> _Excerpt to read_:
=-=-=-=-=

The brown recluse spider or violin spider, Loxosceles reclusa, is a well-known member of the family Sicariidae. Brown recluse spiders are usually between 6–20 mm, but may grow larger. They may be brown or gray and usually have markings on the dorsal side of their cephalothorax, with a black line coming from it that looks like a violin with the neck of the violin pointing to the rear of the spider, resulting in the nicknames fiddleback spider, brown fiddler or violin spider.
Black Widow is a common name of some spiders in the genus Latrodectus – see Black widow spider for a specific list of such spiders.
3.Brazilian Wandering Spider
The Brazilian wandering spiders, armed spiders or banana spiders are a genus of aggressive and highly venomous spiders found in tropical South and Central America. These spiders are members of the Ctenidae family of wandering spiders.
The araneomorph funnel-web spiders of the family Agelenidae include the common grass spiders of the genus Agelenopsis, as well as the purportedly venomous European hobo spider, Tegenaria agrestis, which has been introduced into the Pacific Northwest of the United States. Note: The araneomorph funnel-web spider should not to be confused with the funnel-web tarantula and the venomous funnel-web tarantula, both of which are members of the suborder Mygalomorphae. The venomous funnel-web tarantulas include the infamous Sydney funnel-web spider.

=-=-=-=-=

> _Records_:
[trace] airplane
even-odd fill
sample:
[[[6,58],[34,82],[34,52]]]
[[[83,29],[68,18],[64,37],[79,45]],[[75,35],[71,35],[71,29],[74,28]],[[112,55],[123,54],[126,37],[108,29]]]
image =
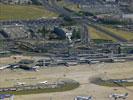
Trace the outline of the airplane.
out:
[[[39,82],[40,84],[47,84],[48,81]]]
[[[26,85],[26,83],[25,82],[17,82],[17,85]]]
[[[124,83],[124,82],[127,82],[127,80],[114,80],[113,82],[114,83]]]
[[[87,96],[87,97],[77,96],[74,98],[74,100],[93,100],[93,97],[91,97],[91,96]]]
[[[37,71],[39,71],[39,68],[40,68],[39,66],[34,66],[34,67],[32,67],[32,70],[37,72]]]
[[[125,93],[125,94],[111,94],[111,95],[109,95],[109,97],[114,98],[114,100],[117,100],[117,99],[125,100],[128,97],[128,93]]]
[[[6,68],[9,68],[11,65],[6,65],[6,66],[3,66],[3,67],[0,67],[0,70],[4,70]]]

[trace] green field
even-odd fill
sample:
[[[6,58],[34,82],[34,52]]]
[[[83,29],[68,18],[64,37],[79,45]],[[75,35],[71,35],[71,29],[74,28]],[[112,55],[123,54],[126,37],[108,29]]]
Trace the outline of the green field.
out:
[[[0,20],[51,18],[57,16],[56,13],[49,12],[42,6],[0,4]]]
[[[123,31],[117,28],[113,28],[112,26],[100,26],[100,27],[128,41],[133,41],[133,32]]]
[[[90,37],[92,39],[103,39],[103,40],[112,40],[112,41],[116,41],[115,38],[102,33],[101,31],[95,29],[94,27],[89,26],[89,33],[90,33]]]
[[[75,11],[75,12],[78,12],[78,11],[81,11],[81,9],[78,7],[77,4],[74,4],[74,3],[69,3],[69,2],[65,2],[65,1],[59,1],[58,2],[58,5],[59,6],[62,6],[62,7],[65,7],[65,8],[68,8],[72,11]]]

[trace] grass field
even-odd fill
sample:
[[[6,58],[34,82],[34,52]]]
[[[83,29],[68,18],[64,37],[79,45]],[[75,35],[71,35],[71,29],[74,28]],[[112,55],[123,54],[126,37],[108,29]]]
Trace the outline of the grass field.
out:
[[[57,14],[49,12],[41,6],[35,5],[3,5],[0,4],[0,20],[36,19],[41,17],[56,17]]]
[[[90,27],[89,26],[89,33],[92,39],[104,39],[104,40],[112,40],[112,41],[116,41],[116,39],[114,39],[113,37],[106,35],[102,32],[100,32],[99,30]]]
[[[62,6],[62,7],[66,7],[66,8],[68,8],[68,9],[72,10],[72,11],[75,11],[75,12],[78,12],[78,11],[81,10],[81,9],[78,7],[78,5],[73,4],[73,3],[69,3],[69,2],[66,3],[65,1],[60,1],[60,2],[58,2],[58,5],[59,5],[59,6]]]
[[[133,32],[123,31],[120,29],[113,28],[111,26],[101,26],[103,29],[106,29],[117,36],[125,38],[128,41],[133,41]]]

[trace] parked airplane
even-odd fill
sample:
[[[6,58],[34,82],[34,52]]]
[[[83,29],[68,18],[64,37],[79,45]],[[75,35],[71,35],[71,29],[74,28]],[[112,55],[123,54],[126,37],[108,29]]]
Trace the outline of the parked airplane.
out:
[[[117,100],[117,99],[125,100],[128,97],[128,93],[125,93],[125,94],[111,94],[111,95],[109,95],[109,97],[114,98],[114,100]]]
[[[48,81],[39,82],[40,84],[47,84]]]
[[[3,66],[3,67],[0,67],[0,70],[3,70],[3,69],[6,69],[8,67],[10,67],[11,65],[6,65],[6,66]]]
[[[26,83],[25,82],[17,82],[17,85],[26,85]]]

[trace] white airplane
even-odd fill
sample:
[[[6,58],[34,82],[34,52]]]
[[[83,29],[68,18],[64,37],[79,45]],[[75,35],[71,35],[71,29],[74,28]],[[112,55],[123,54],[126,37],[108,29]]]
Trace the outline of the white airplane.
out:
[[[125,93],[125,94],[111,94],[111,95],[109,95],[109,97],[114,98],[114,100],[117,100],[117,99],[125,100],[128,97],[128,93]]]
[[[48,81],[39,82],[40,84],[47,84]]]
[[[34,66],[34,67],[32,67],[32,69],[33,69],[34,71],[36,71],[36,72],[39,71],[39,68],[40,68],[39,66]]]
[[[25,82],[17,82],[17,85],[26,85]]]
[[[0,70],[3,70],[3,69],[6,69],[8,67],[10,67],[11,65],[6,65],[6,66],[3,66],[3,67],[0,67]]]

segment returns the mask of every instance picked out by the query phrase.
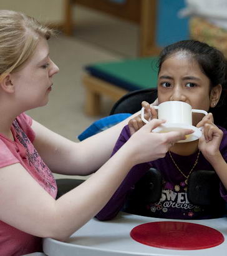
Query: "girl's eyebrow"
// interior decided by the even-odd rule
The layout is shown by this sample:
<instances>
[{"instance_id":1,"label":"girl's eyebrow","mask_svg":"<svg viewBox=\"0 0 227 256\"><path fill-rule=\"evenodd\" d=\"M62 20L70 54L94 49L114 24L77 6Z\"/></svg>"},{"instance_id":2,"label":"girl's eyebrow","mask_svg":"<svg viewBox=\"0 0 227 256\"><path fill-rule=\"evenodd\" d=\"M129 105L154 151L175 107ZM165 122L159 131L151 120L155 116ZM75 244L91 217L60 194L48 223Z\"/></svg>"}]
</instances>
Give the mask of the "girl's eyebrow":
<instances>
[{"instance_id":1,"label":"girl's eyebrow","mask_svg":"<svg viewBox=\"0 0 227 256\"><path fill-rule=\"evenodd\" d=\"M183 78L183 80L197 80L197 81L200 81L200 78L199 77L196 77L195 76L185 76Z\"/></svg>"},{"instance_id":2,"label":"girl's eyebrow","mask_svg":"<svg viewBox=\"0 0 227 256\"><path fill-rule=\"evenodd\" d=\"M159 77L159 79L173 79L173 77L171 77L170 76L161 76Z\"/></svg>"}]
</instances>

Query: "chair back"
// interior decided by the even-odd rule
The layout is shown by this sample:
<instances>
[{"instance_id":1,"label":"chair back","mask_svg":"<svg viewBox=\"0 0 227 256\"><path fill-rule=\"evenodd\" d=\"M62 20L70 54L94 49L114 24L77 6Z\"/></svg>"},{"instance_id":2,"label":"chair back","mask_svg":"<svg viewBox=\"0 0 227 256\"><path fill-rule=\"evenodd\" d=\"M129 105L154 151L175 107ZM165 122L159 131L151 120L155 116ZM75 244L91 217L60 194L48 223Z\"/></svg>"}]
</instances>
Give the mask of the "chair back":
<instances>
[{"instance_id":1,"label":"chair back","mask_svg":"<svg viewBox=\"0 0 227 256\"><path fill-rule=\"evenodd\" d=\"M144 89L128 92L114 105L110 115L119 113L134 114L142 108L141 103L145 101L151 104L157 97L156 89Z\"/></svg>"}]
</instances>

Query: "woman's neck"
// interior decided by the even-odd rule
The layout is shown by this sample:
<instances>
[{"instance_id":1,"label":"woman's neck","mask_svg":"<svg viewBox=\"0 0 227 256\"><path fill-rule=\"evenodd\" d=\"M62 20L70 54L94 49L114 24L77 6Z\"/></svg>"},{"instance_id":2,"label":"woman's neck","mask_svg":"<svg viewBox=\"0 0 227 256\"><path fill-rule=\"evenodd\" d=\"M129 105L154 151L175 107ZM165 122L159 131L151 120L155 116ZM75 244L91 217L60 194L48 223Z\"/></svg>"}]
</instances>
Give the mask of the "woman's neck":
<instances>
[{"instance_id":1,"label":"woman's neck","mask_svg":"<svg viewBox=\"0 0 227 256\"><path fill-rule=\"evenodd\" d=\"M198 150L198 140L190 142L175 143L170 151L180 155L190 155Z\"/></svg>"}]
</instances>

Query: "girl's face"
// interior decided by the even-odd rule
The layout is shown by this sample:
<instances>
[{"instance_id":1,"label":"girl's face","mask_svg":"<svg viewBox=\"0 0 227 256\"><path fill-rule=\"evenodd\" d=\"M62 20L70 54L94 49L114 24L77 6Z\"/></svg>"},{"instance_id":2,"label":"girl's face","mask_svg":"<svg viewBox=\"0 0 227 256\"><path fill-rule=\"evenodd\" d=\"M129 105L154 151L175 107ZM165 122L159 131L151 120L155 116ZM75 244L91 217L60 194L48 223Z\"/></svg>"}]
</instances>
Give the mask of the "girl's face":
<instances>
[{"instance_id":1,"label":"girl's face","mask_svg":"<svg viewBox=\"0 0 227 256\"><path fill-rule=\"evenodd\" d=\"M173 54L163 62L158 80L159 104L179 101L188 103L193 109L208 111L211 104L210 90L209 78L186 54ZM202 114L193 114L193 126L203 117Z\"/></svg>"},{"instance_id":2,"label":"girl's face","mask_svg":"<svg viewBox=\"0 0 227 256\"><path fill-rule=\"evenodd\" d=\"M34 54L21 69L11 74L15 99L25 110L46 105L59 68L49 57L47 41L41 38Z\"/></svg>"}]
</instances>

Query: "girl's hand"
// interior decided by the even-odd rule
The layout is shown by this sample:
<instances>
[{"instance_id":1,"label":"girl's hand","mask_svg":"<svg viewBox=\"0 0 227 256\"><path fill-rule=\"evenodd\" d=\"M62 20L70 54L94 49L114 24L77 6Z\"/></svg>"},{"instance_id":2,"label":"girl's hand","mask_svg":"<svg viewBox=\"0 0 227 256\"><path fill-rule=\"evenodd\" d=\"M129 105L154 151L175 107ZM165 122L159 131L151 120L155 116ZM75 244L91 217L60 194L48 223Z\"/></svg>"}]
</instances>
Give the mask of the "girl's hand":
<instances>
[{"instance_id":1,"label":"girl's hand","mask_svg":"<svg viewBox=\"0 0 227 256\"><path fill-rule=\"evenodd\" d=\"M157 99L153 103L152 106L157 106L158 104L158 99ZM142 106L144 107L144 118L148 121L152 119L157 118L157 112L156 110L151 106L147 101L142 102ZM136 131L142 127L145 124L141 119L141 115L138 115L128 122L129 130L131 135Z\"/></svg>"},{"instance_id":2,"label":"girl's hand","mask_svg":"<svg viewBox=\"0 0 227 256\"><path fill-rule=\"evenodd\" d=\"M203 126L202 135L200 138L198 148L204 157L211 164L220 154L219 147L223 132L213 123L211 113L205 116L197 124L198 127Z\"/></svg>"}]
</instances>

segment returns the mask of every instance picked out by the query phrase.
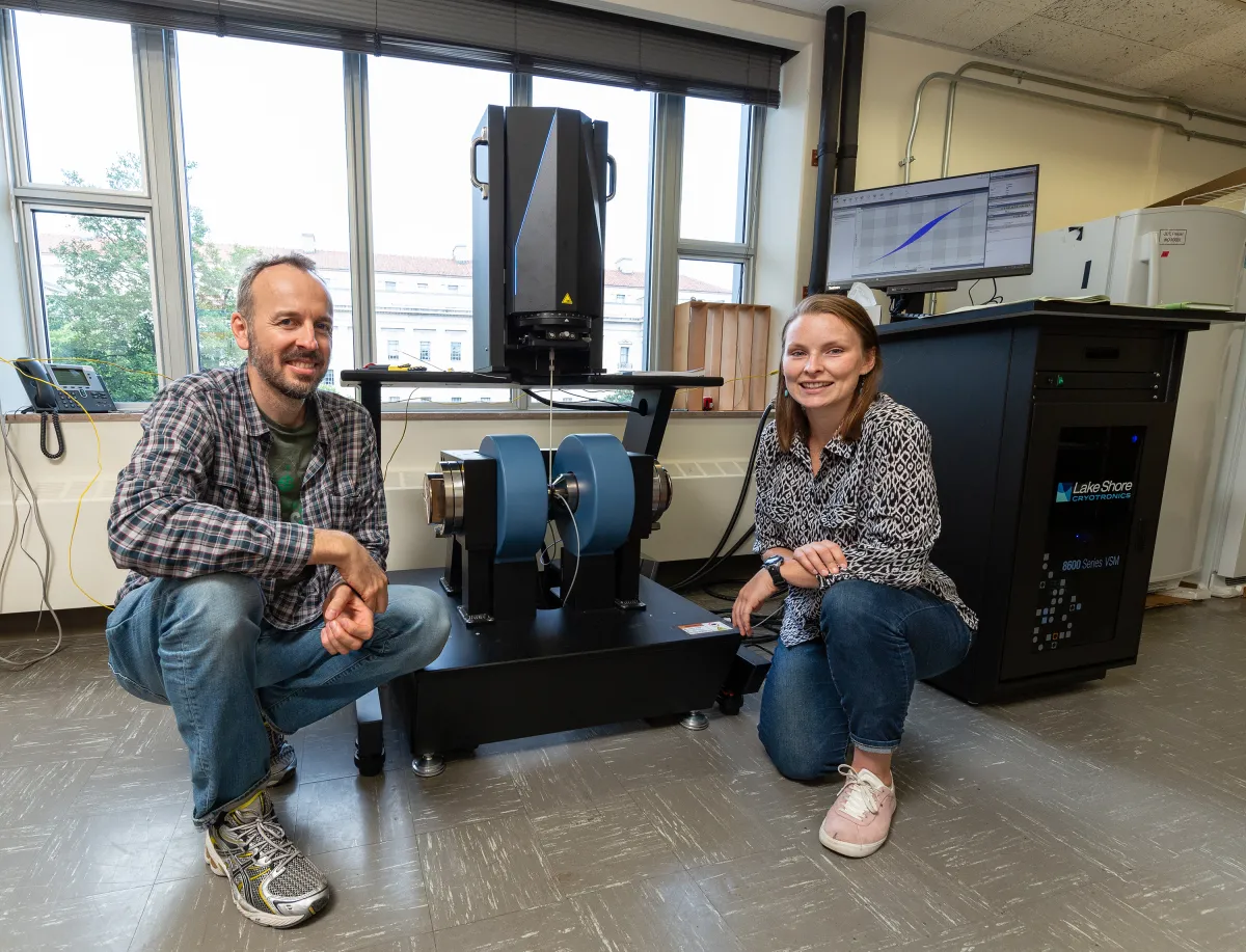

=-=-=-=-=

> _Exercise 1_: Rewrite the passage of the spider text that starts at the words "The brown recluse" and ends after "of wandering spiders.", putting "violin-backed spider" wherever "violin spider" appears.
> _Exercise 2_: According to the spider text, which family do the Brazilian wandering spiders belong to?
> _Exercise 3_: Using the spider text, explain why the brown recluse is called the fiddleback spider, brown fiddler, or violin spider.

> _Solution 1_:
The brown recluse spider or violin-backed spider, Loxosceles reclusa, is a well-known member of the family Sicariidae. Brown recluse spiders are usually between 6–20 mm, but may grow larger. They may be brown or gray and usually have markings on the dorsal side of their cephalothorax, with a black line coming from it that looks like a violin with the neck of the violin pointing to the rear of the spider, resulting in the nicknames fiddleback spider, brown fiddler or violin-backed spider.
Black Widow is a common name of some spiders in the genus Latrodectus – see Black widow spider for a specific list of such spiders.
3.Brazilian Wandering Spider
The Brazilian wandering spiders, armed spiders or banana spiders are a genus of aggressive and highly venomous spiders found in tropical South and Central America. These spiders are members of the Ctenidae family of wandering spiders.

> _Solution 2_: They belong to the Ctenidae family of wandering spiders.

> _Solution 3_: The dorsal side of its cephalothorax usually has markings with a black line coming from them. Together these look like a violin, with the neck of the violin pointing toward the rear of the spider, and that resemblance gave rise to the nicknames.